• **Requirement**: Extend the reminiscence below about Jon, his final email, and his friendship with Paddy in Mani, picking up right after its last sentence.

• **Document section**:
= Beginning of Section =

I don’t know Elpida and anyway by the time I got to his Hacienda in Gournitsa I’d been given the sad news that Jon had died of complications of leukaemia. I’d known he was ill but had presumed he was indestructible. He could certainly outpace me on expeditions in Mani and was at least ten years my senior – I guess in his early seventies. On the 17 April he’d sent me his last of hundreds of emails. I might just publish them sometime…I’d asked if he’d ever met Bruce Chatwin, I was reading Chatwin’s letters.
The email was entitled ‘Drip Feeding’
Just a note between hospital visits…but thanks for your epistles as ever. No, I never met Chatwin, but I once met Elizabeth at Paddy’s, and of course again in London in Dec tho she didn’t recognize me (nor I her but for Olivia’s tipoff)…Now I am taking a long pause from the airwaves to suck my thumb and medicine.
He died on the 2 May 2012
Jon was very wary of telling much about Paddy, he was a very private man and felt that there were too many people trying to grab a bit of Paddy’s aura. I was undoubtedly one of them in his judgement, so I didn’t pry and he didn’t tell., and frankly we had enough Mani stuff to keep us going for years. I did learn that Jon had first met Paddy as he was interested in ancient shrines to Artemis in the area, and had hoped (vainly) that Paddy could assist his researches. Jon helped Paddy construct the bookshelves in ‘that room’. He located picnics he had shared with Paddy and Joan, and, on very rare occasions, entrusted me with Paddy’s opinions on other ‘travel writers’. On one occasion when I briefly met Paddy striding towards Lela’s Taverna I mentioned Jon was a friend of mine. Paddy beamed and confirmed he was a very old and trusted friend, but Joan was very ill at the time and Paddy hurried on.

= End of Section =

• **Data below**:

= Beginning of Section =

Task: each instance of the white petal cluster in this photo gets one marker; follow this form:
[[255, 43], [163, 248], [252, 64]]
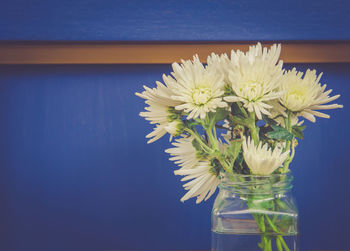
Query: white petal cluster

= End of Section =

• **Result below**:
One evening this May we wandered down to Kalamitsi. It’s still filling up with more villas and concrete but somehow manages to remain beautiful. And on the cliffs stretching along the road to Proastio high above Kalamitsi more excrescences of domestic concrete demonstrated more concern for their owners’ views of the Gulf of Messenia than those below looking up. I delight in a domed church on a promontory (and Kardamili has three), but hate to imagine John Betjeman’s reaction to these lumpen edifices.
However Paddy’s villa is still a discrete surprise when you do chance upon it. The north wall of the garden has fallen down and we could have wandered the gardens, but resisted, though we’d been before and had had Paddy as a guide. A peer through the small window in the gates of the villa show that someone is tending the garden. Though there is a sad lack of flasks of retsina in the vestibule. The ‘Private Property’ sign has gone, maybe from neglect. Above the gateway there is a small stone hut. It was unlocked, so we guiltily crept in. A broken armchair, an old bed and some damp volumes which had obviously over spilt from the villa were on some shelves and in boxes. Hungarian Studies magazines, a history of Canterbury Cathedral, and a few gems. An offprint from a dictionary. In pencil at the top ‘In great appreciation Christmas 1958, New Year 1959 Eric Partridge.’ Naturally they were left there.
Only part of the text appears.